*Source records*
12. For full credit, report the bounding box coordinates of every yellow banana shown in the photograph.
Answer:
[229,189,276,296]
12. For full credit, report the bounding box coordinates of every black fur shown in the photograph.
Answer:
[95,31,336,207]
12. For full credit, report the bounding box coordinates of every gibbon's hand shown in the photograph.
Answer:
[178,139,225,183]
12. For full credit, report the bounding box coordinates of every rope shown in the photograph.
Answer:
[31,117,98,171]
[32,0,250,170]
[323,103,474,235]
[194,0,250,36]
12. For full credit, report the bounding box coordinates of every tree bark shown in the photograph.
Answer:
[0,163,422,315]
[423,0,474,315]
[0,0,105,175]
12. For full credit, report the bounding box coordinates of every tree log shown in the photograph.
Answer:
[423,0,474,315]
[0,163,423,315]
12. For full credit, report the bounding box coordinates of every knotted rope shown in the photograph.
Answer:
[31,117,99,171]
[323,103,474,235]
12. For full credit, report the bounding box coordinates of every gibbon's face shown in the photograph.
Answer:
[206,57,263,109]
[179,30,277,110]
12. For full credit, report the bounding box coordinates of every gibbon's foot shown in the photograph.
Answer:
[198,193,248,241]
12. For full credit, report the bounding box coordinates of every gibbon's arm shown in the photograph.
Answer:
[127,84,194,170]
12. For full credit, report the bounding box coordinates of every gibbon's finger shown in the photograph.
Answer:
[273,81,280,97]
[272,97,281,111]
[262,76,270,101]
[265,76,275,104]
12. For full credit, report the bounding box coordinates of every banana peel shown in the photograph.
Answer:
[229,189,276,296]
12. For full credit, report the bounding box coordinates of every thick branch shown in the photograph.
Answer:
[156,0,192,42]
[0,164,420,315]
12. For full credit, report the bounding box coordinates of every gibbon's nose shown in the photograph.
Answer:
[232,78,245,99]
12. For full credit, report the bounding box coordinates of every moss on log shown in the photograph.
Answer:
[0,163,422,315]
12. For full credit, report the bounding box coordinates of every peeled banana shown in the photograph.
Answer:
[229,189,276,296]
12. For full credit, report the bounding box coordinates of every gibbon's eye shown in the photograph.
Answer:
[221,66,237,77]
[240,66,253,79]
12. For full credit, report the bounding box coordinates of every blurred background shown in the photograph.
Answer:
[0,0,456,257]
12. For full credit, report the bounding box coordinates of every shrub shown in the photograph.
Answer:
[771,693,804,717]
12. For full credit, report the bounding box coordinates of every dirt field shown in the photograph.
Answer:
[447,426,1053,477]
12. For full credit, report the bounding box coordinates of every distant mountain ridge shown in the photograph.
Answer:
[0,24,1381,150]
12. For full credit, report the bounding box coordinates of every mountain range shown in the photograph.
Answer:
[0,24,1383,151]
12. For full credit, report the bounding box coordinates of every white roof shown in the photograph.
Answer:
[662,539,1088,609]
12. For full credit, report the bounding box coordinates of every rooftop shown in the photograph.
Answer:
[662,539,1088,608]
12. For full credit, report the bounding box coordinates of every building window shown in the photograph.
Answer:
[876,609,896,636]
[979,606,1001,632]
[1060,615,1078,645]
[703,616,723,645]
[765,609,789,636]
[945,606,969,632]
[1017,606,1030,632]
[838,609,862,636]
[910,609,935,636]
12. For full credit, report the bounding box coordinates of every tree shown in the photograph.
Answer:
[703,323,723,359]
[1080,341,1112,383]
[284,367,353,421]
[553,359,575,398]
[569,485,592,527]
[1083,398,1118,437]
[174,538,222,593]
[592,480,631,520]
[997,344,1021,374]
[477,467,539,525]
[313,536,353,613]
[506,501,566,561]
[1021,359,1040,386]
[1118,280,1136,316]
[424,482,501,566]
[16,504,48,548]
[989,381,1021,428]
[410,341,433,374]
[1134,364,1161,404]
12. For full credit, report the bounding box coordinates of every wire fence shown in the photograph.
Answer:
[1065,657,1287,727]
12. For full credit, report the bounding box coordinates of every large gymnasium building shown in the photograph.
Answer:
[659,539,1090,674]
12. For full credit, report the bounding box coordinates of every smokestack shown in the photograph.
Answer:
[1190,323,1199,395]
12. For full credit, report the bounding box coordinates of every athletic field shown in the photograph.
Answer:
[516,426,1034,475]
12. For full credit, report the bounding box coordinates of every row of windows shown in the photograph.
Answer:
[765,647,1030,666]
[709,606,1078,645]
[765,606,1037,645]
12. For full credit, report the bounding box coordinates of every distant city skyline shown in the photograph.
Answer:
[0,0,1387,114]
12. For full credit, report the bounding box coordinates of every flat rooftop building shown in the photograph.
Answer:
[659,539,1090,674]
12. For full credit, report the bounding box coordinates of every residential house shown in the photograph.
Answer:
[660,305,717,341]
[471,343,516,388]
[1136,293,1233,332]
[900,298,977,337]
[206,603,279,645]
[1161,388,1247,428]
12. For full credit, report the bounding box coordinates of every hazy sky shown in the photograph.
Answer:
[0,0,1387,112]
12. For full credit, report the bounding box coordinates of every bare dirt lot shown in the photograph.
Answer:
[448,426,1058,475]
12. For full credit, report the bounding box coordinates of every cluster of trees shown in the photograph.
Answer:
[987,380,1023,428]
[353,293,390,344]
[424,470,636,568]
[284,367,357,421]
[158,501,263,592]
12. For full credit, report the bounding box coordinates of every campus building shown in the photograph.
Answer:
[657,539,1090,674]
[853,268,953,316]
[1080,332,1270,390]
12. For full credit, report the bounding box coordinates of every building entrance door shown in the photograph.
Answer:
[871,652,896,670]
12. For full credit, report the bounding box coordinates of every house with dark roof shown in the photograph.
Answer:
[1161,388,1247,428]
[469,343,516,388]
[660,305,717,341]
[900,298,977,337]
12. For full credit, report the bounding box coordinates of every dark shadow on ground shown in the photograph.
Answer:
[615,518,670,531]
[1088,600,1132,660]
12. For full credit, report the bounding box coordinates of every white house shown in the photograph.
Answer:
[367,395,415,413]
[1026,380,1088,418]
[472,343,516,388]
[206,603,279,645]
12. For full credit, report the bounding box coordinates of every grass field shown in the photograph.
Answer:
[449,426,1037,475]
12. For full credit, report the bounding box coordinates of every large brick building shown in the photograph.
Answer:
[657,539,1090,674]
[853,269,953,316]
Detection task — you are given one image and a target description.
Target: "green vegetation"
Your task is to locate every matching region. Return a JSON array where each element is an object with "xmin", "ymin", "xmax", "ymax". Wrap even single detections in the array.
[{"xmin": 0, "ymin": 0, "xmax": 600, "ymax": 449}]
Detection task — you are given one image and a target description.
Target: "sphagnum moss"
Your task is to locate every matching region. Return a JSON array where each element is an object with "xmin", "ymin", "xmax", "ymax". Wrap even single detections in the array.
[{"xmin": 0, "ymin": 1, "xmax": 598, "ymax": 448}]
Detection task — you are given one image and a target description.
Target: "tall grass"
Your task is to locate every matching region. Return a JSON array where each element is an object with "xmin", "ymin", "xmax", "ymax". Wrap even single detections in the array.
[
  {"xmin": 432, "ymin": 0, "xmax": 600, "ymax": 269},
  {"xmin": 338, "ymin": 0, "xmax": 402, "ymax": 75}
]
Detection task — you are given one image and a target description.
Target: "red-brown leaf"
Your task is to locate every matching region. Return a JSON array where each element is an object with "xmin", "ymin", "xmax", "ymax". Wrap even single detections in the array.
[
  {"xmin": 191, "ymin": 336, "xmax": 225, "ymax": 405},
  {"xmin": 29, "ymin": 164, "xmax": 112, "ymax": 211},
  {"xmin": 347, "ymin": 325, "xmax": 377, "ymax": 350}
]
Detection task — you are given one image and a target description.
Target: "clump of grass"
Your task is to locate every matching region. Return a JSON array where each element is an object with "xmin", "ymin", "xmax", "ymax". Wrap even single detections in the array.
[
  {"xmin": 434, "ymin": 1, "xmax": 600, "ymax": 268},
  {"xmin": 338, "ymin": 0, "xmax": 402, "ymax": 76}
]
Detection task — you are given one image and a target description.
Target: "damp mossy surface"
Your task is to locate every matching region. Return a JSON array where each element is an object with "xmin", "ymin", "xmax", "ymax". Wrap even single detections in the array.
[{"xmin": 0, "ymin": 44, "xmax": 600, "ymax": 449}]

*What needs to be done*
Write out, as a numbered list, the lines of the material that begin at the one containing "dark roof shown in the photograph." and end after the one containing "[1088,600,1132,660]", leaving out any blank lines.

*Task output*
1. 12. For full credit, report the bounding box coordinates of every house with dark roof shown in the photograph.
2. Answer:
3. [1161,388,1247,428]
4. [469,343,516,388]
5. [660,305,717,341]
6. [900,298,977,337]
7. 12. For full credit, report the bounding box coordinates of every dark shadow on ground shown in the photograph.
8. Answer:
9. [615,518,670,531]
10. [1088,600,1132,660]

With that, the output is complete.